§ **TASK REQUIREMENTS**: Copy the material from "Pretty please, detect the dirt" down to "[4,485,49,533]", swapping "dirt path" for "gravel road" and changing nothing else.

§ **DATA FOR THE TASK**:
▶

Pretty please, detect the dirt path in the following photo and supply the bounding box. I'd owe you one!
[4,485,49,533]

◀
▶

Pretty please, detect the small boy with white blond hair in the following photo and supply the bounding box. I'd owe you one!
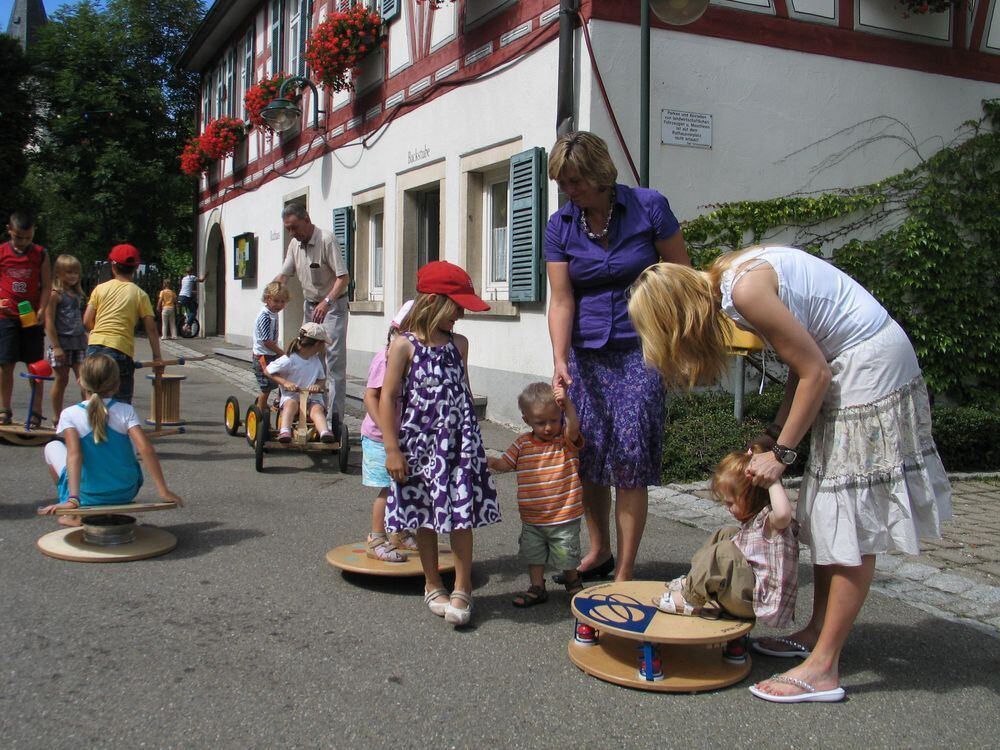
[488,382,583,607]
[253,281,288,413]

◀
▶

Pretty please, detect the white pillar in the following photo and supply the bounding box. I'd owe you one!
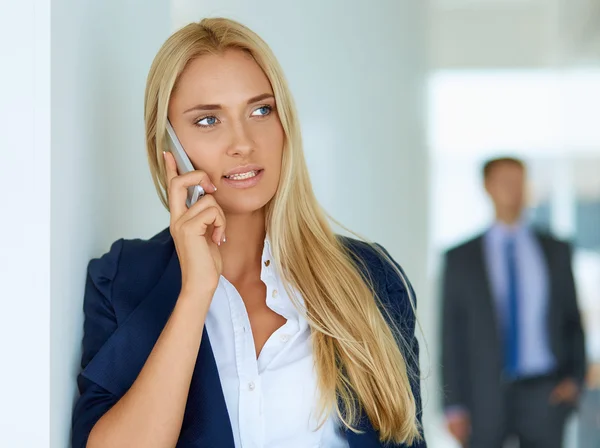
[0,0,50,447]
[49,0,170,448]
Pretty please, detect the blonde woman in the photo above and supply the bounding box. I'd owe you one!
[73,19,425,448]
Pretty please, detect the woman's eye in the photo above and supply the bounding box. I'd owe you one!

◀

§ **SOLUTION FOR THIS EXERCISE**:
Pretty please, detect the gravel road in the following photo and supply the bounding box. I'd owe you one!
[4,485,49,533]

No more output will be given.